◆ **Activity**: Could you print all the entries exactly?

[Dataset records]

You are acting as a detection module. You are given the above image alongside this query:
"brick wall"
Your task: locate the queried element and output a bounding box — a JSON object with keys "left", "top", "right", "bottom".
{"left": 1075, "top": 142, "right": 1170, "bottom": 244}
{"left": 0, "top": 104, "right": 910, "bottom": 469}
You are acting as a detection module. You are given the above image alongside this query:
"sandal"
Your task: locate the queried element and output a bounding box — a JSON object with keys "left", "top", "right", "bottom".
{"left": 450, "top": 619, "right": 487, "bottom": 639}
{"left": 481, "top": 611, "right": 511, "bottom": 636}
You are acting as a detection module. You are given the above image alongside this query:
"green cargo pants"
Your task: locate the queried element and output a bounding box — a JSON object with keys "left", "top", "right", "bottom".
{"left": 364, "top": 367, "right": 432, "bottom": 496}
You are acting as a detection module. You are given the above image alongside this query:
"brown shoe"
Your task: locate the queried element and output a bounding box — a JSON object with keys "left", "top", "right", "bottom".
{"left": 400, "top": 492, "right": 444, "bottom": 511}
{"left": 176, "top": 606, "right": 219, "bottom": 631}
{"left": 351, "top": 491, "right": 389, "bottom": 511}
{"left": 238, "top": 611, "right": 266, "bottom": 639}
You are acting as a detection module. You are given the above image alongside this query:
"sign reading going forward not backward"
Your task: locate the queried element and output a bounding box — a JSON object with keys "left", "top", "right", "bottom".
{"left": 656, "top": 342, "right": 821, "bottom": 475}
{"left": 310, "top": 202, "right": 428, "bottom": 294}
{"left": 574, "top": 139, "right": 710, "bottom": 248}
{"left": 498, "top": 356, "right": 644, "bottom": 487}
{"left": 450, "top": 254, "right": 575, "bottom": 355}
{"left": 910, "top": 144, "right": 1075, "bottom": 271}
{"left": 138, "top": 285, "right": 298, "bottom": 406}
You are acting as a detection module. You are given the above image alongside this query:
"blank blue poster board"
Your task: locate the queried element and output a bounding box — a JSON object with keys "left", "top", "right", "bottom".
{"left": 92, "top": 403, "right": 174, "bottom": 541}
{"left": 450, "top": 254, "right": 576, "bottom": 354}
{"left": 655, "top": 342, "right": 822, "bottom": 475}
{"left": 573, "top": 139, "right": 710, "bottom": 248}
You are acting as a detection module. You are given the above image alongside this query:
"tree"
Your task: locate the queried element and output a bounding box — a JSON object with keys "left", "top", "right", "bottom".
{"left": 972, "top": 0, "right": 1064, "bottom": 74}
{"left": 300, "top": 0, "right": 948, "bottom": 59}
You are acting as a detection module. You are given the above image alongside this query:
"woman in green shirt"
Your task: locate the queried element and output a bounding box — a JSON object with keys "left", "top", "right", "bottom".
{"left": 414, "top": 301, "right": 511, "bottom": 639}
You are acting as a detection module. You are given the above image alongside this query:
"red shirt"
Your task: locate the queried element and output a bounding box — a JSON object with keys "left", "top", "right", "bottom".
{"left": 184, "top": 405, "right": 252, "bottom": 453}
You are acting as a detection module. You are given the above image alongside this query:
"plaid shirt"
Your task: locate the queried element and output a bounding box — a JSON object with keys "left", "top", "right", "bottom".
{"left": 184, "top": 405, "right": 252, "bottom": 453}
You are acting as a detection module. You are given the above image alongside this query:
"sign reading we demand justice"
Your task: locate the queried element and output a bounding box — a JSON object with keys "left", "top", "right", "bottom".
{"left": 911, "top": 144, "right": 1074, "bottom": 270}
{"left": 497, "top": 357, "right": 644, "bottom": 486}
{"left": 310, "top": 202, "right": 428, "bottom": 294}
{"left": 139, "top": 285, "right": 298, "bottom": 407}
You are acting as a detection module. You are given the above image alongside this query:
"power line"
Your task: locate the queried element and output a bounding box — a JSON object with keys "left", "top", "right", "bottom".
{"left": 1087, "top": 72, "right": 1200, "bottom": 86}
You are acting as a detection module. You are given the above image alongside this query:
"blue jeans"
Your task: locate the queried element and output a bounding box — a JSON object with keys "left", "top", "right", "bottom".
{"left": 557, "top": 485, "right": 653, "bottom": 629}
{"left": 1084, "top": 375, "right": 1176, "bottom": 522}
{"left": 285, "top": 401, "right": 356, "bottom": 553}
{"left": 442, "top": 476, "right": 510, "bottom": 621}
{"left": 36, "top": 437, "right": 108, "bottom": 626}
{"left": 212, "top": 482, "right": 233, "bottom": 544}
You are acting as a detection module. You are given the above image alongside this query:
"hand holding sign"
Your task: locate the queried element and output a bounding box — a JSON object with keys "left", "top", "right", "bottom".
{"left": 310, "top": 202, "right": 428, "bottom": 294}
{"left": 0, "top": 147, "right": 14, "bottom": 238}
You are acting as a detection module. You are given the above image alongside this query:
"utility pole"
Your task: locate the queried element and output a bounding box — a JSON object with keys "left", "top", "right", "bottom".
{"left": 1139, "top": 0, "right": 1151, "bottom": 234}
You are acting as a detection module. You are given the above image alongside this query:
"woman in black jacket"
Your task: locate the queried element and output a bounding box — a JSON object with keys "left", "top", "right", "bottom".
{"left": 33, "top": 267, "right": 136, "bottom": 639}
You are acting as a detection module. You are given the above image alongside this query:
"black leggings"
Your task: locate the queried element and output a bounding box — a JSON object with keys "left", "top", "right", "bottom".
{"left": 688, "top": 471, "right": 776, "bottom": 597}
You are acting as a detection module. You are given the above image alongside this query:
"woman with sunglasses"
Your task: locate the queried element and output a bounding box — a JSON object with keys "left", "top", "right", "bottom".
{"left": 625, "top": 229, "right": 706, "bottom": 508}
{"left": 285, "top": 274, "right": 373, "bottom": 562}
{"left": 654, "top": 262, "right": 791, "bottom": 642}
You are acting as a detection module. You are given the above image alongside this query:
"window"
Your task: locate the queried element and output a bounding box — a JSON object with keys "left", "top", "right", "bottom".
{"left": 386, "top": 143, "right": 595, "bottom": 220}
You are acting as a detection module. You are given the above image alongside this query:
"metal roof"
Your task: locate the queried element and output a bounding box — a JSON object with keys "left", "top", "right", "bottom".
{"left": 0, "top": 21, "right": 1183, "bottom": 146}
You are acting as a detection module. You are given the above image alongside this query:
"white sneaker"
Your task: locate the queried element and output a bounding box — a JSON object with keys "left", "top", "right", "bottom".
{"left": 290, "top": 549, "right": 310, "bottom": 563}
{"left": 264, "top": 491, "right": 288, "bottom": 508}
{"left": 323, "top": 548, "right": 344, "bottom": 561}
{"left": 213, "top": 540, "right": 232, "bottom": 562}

◆ **Response**:
You are acting as a detection module. You are given the above image alongside this query:
"brick wall"
Your task: locate the queried element and output a bounding box — a JSON object with keys "left", "top", "right", "bottom".
{"left": 1075, "top": 142, "right": 1170, "bottom": 244}
{"left": 0, "top": 104, "right": 910, "bottom": 469}
You are acting as a detection module. You are given the above image alongside this query:
"sandal"
Your task: locate the queried element and output a bounding box — a JSON object with keys "left", "top", "right", "bottom".
{"left": 450, "top": 619, "right": 487, "bottom": 639}
{"left": 481, "top": 611, "right": 511, "bottom": 636}
You are acting as a detection module. You are given the above image alongside this query:
"green cargo pants"
Your task: locate the queried element and output a bounding box — a JSON object with keys "left", "top", "right", "bottom".
{"left": 364, "top": 367, "right": 432, "bottom": 496}
You are acting as a detection module. You are given the above image alongside this query:
"brown shoe"
Your task: locate the queried element and output a bounding box — a JSON object with keys "left", "top", "right", "bottom".
{"left": 400, "top": 492, "right": 444, "bottom": 511}
{"left": 176, "top": 606, "right": 219, "bottom": 631}
{"left": 351, "top": 491, "right": 389, "bottom": 511}
{"left": 238, "top": 611, "right": 266, "bottom": 639}
You are acting as a detection module. You are given the above image alongside this query:
"sign reading going forward not backward"
Your task: locate the queried element and output a bounding box — a JSON object with keys "left", "top", "right", "bottom".
{"left": 656, "top": 342, "right": 821, "bottom": 475}
{"left": 310, "top": 202, "right": 428, "bottom": 294}
{"left": 574, "top": 139, "right": 710, "bottom": 248}
{"left": 498, "top": 356, "right": 644, "bottom": 487}
{"left": 450, "top": 254, "right": 575, "bottom": 355}
{"left": 910, "top": 144, "right": 1075, "bottom": 271}
{"left": 138, "top": 285, "right": 298, "bottom": 406}
You are acting as a detection module. You are given the above image alongside this query:
"blank blue poster board"
Your task: locate the queried element and output a bounding box — a JSON object with keys "left", "top", "right", "bottom".
{"left": 92, "top": 403, "right": 174, "bottom": 541}
{"left": 450, "top": 254, "right": 576, "bottom": 354}
{"left": 655, "top": 342, "right": 822, "bottom": 475}
{"left": 573, "top": 139, "right": 710, "bottom": 248}
You are acting as a detection module. You are given the above image alongside this query:
"tree"
Your task: locate the queried element and output a bounding box — a JSON object with keys "left", "top", "right", "bottom".
{"left": 972, "top": 0, "right": 1064, "bottom": 74}
{"left": 300, "top": 0, "right": 948, "bottom": 59}
You are acting as a detection module. You are given the above image alongside this query:
"woman in green shirt"
Your task: locate the queried element and output a bounding box — a JSON object with keys "left", "top", "right", "bottom".
{"left": 414, "top": 301, "right": 511, "bottom": 639}
You are acting as a detection module. You are given the above image alongside this query:
"red shirt"
Your task: locate the queried element and output a bounding box — a JSON object with keys "left", "top", "right", "bottom".
{"left": 184, "top": 405, "right": 252, "bottom": 453}
You are acting as a detection module. You are given the above image alongside this query:
"plaid shirt"
Your task: locate the queried element and output a bounding box — a JSON object with keys "left", "top", "right", "bottom".
{"left": 184, "top": 405, "right": 252, "bottom": 453}
You are acting as a detection module. You are given the above image alongside this query:
"sign reading we demand justice"
Your task: locate the queried element and output a bounding box — a JSON object with keys "left", "top", "right", "bottom".
{"left": 911, "top": 144, "right": 1074, "bottom": 270}
{"left": 497, "top": 357, "right": 644, "bottom": 486}
{"left": 310, "top": 202, "right": 428, "bottom": 294}
{"left": 139, "top": 285, "right": 298, "bottom": 407}
You are acting as a detection module. You are given the above image alongside this query:
"power line"
Your task: locate the queried element and output a bounding box — a JSON object with keys "left", "top", "right", "bottom".
{"left": 1087, "top": 72, "right": 1200, "bottom": 86}
You are acting as a detection module. You are given the above image alongside this query:
"blue jeans"
Your task: locate the queried element and output a bounding box — a JSON object with keys "left", "top", "right", "bottom".
{"left": 557, "top": 485, "right": 653, "bottom": 629}
{"left": 1084, "top": 375, "right": 1176, "bottom": 522}
{"left": 285, "top": 401, "right": 356, "bottom": 553}
{"left": 442, "top": 476, "right": 510, "bottom": 621}
{"left": 36, "top": 437, "right": 108, "bottom": 626}
{"left": 212, "top": 482, "right": 233, "bottom": 544}
You are acting as a detection module. You are given the above image alongside this query:
"hand holding sign"
Your task: locate the queried element and output a bounding box — a JSON object with keys "left", "top", "right", "bottom".
{"left": 310, "top": 202, "right": 428, "bottom": 294}
{"left": 0, "top": 147, "right": 14, "bottom": 238}
You are acting as a detection module. You are given the above image alongside this query:
"utility pole"
Your task: locate the queried element and output a bounding box — a JSON object with keys "left", "top", "right", "bottom".
{"left": 1139, "top": 0, "right": 1151, "bottom": 234}
You are acting as a detection module. You are given the above image alongside this query:
"woman in black jacket"
Your task: locate the queried element and output a bounding box — a JSON object with keys "left", "top", "right", "bottom".
{"left": 33, "top": 267, "right": 136, "bottom": 639}
You are acting as a detection module. You are given the above image alongside this query:
"black leggings"
Your task: locate the queried element and output a bounding box — a JSON object with keys "left", "top", "right", "bottom".
{"left": 688, "top": 471, "right": 776, "bottom": 597}
You are acting as a detection module. You are given the above image alongside this query:
"woman with sunglasses"
Your task: locate the queried element and output a bounding box — a JSON object with keys "left", "top", "right", "bottom".
{"left": 625, "top": 229, "right": 706, "bottom": 508}
{"left": 285, "top": 274, "right": 373, "bottom": 562}
{"left": 654, "top": 262, "right": 791, "bottom": 642}
You are acting as a detection module. You are given the above image alongside this query:
"window"
Your task: locate the queried element and output a bounding box — a JSON object with keys "left", "top", "right", "bottom".
{"left": 386, "top": 143, "right": 595, "bottom": 220}
You are acting as a detection module. You are given the above image alongside this query:
"metal roof"
Your task: locate the queried element and output a bounding box — a JSON object with keys "left", "top", "right", "bottom".
{"left": 0, "top": 21, "right": 1183, "bottom": 146}
You are acting as a detection module. You are given the above image alongside this query:
"white sneaker"
Your task: locate the queried element and output a bounding box — a JSON object with keys "left", "top", "right", "bottom".
{"left": 290, "top": 549, "right": 310, "bottom": 563}
{"left": 264, "top": 491, "right": 288, "bottom": 508}
{"left": 323, "top": 548, "right": 344, "bottom": 561}
{"left": 213, "top": 540, "right": 232, "bottom": 562}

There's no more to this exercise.